Please write out the entire listing below exactly, excluding its pictures.

____________

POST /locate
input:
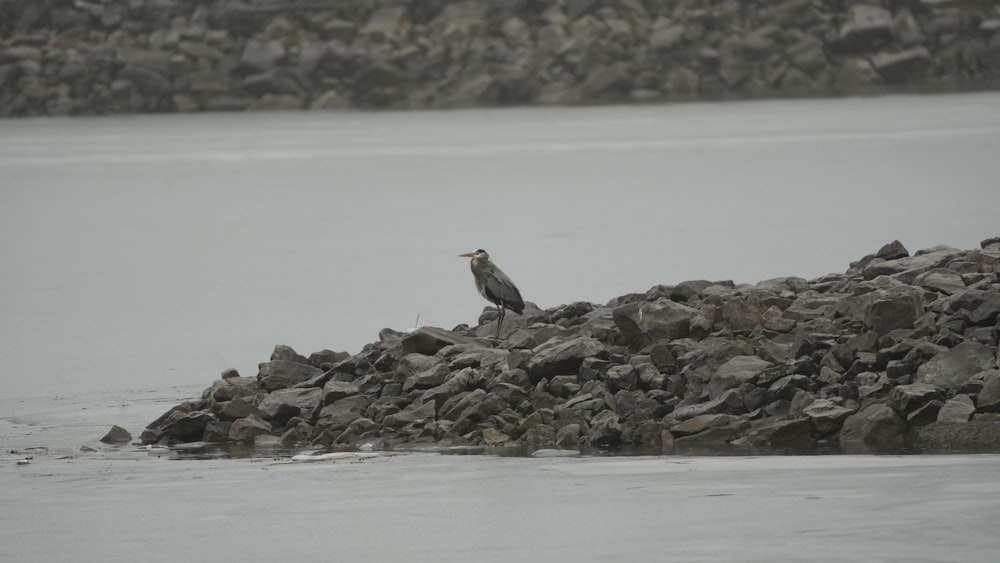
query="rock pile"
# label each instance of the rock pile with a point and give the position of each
(62, 57)
(900, 351)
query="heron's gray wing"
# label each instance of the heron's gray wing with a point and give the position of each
(499, 289)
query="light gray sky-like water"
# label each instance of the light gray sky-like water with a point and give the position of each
(156, 251)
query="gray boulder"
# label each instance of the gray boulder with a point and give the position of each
(875, 426)
(950, 370)
(645, 323)
(246, 430)
(429, 340)
(117, 435)
(735, 372)
(957, 410)
(563, 356)
(281, 405)
(988, 399)
(279, 374)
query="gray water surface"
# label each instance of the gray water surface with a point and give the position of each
(155, 251)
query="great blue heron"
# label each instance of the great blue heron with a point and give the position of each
(494, 285)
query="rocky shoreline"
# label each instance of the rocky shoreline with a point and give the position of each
(92, 57)
(897, 354)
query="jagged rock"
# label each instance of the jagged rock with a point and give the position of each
(875, 426)
(561, 356)
(786, 434)
(429, 340)
(117, 435)
(867, 27)
(905, 399)
(895, 310)
(951, 369)
(246, 430)
(188, 427)
(229, 388)
(988, 399)
(702, 422)
(911, 64)
(735, 372)
(280, 374)
(645, 323)
(972, 436)
(827, 416)
(957, 410)
(281, 405)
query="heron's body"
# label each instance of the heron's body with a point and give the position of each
(494, 285)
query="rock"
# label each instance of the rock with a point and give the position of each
(950, 370)
(280, 374)
(388, 23)
(957, 410)
(896, 310)
(334, 391)
(701, 423)
(735, 372)
(288, 354)
(988, 399)
(875, 426)
(827, 416)
(905, 66)
(281, 405)
(261, 55)
(246, 430)
(973, 436)
(429, 340)
(563, 356)
(905, 399)
(785, 434)
(645, 323)
(988, 312)
(229, 388)
(729, 402)
(188, 427)
(117, 435)
(867, 28)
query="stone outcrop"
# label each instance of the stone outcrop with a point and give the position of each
(796, 364)
(124, 56)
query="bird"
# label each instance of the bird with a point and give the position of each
(494, 285)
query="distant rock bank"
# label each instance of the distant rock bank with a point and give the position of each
(898, 352)
(59, 57)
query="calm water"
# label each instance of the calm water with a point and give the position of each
(143, 255)
(145, 252)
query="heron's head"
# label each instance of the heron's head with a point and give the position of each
(477, 255)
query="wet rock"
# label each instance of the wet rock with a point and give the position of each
(117, 435)
(988, 399)
(645, 323)
(280, 374)
(735, 372)
(774, 432)
(246, 430)
(973, 436)
(827, 416)
(905, 399)
(907, 65)
(875, 426)
(278, 407)
(561, 356)
(957, 410)
(229, 388)
(867, 28)
(429, 340)
(951, 369)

____________

**FINAL ANSWER**
POST /locate
input:
query="rock pile"
# label each instance of the rock pile with a point and give the position of each
(62, 57)
(900, 351)
query="heron's gray wing"
# label each instance of the heron's gray wing with a point and give the position of each
(499, 289)
query="light gray sky-like water"
# label each instance of the light gray sky-like water with a point and give the position of each
(156, 251)
query="gray boulder"
# label each instance of the gray boulder with a point and give the position of each
(875, 426)
(950, 370)
(645, 323)
(246, 430)
(429, 340)
(117, 435)
(735, 372)
(957, 410)
(563, 356)
(281, 405)
(988, 399)
(279, 374)
query="gray water surface"
# label each instance of the gray water surface with a point and give the position of each
(155, 251)
query="great blue heron"
# label each instance of the great blue heron with a point and give the position of each
(494, 285)
query="rocky shoreline"
# label each instance of the rocky shoreline with a point and give the position of each
(92, 57)
(897, 354)
query="jagged rock"
# label each instance of the jagged rock with a point and give the position of each
(875, 426)
(561, 356)
(786, 434)
(429, 340)
(117, 435)
(867, 27)
(905, 399)
(895, 310)
(951, 369)
(246, 430)
(188, 427)
(229, 388)
(988, 399)
(702, 422)
(911, 64)
(735, 372)
(280, 374)
(645, 323)
(972, 436)
(827, 416)
(957, 410)
(281, 405)
query="heron's body"
# label each instance of the heron's body with a point and give the position of each
(494, 285)
query="rock"
# label each instance of the rock with a point and give the position of each
(950, 370)
(280, 374)
(388, 23)
(957, 410)
(896, 310)
(334, 391)
(701, 423)
(735, 372)
(288, 354)
(988, 399)
(875, 426)
(827, 416)
(905, 66)
(281, 405)
(261, 55)
(246, 430)
(973, 436)
(429, 340)
(563, 356)
(905, 399)
(785, 434)
(645, 323)
(988, 312)
(229, 388)
(729, 402)
(188, 427)
(117, 435)
(867, 28)
query="stone outcrop"
# label each instance of the stone outcrop with a point and give the position of each
(796, 364)
(124, 56)
query="bird"
# label each instance of the bird with a point and give the position of each
(494, 285)
query="distant rock bank"
# label each instance of the distant rock bank with a point and give the position of each
(898, 352)
(59, 57)
query="calm water"
# label each instance of the calm water with a point and give the position of each
(143, 255)
(145, 252)
query="heron's head"
# label each instance of the heron's head with a point and give the position of each
(477, 255)
query="wet rock"
# label each instance of the wet rock with a point and give the position of each
(117, 435)
(988, 399)
(645, 323)
(280, 374)
(735, 372)
(774, 432)
(246, 430)
(973, 436)
(827, 416)
(905, 399)
(907, 65)
(875, 426)
(278, 407)
(561, 356)
(957, 410)
(229, 388)
(867, 28)
(429, 340)
(951, 369)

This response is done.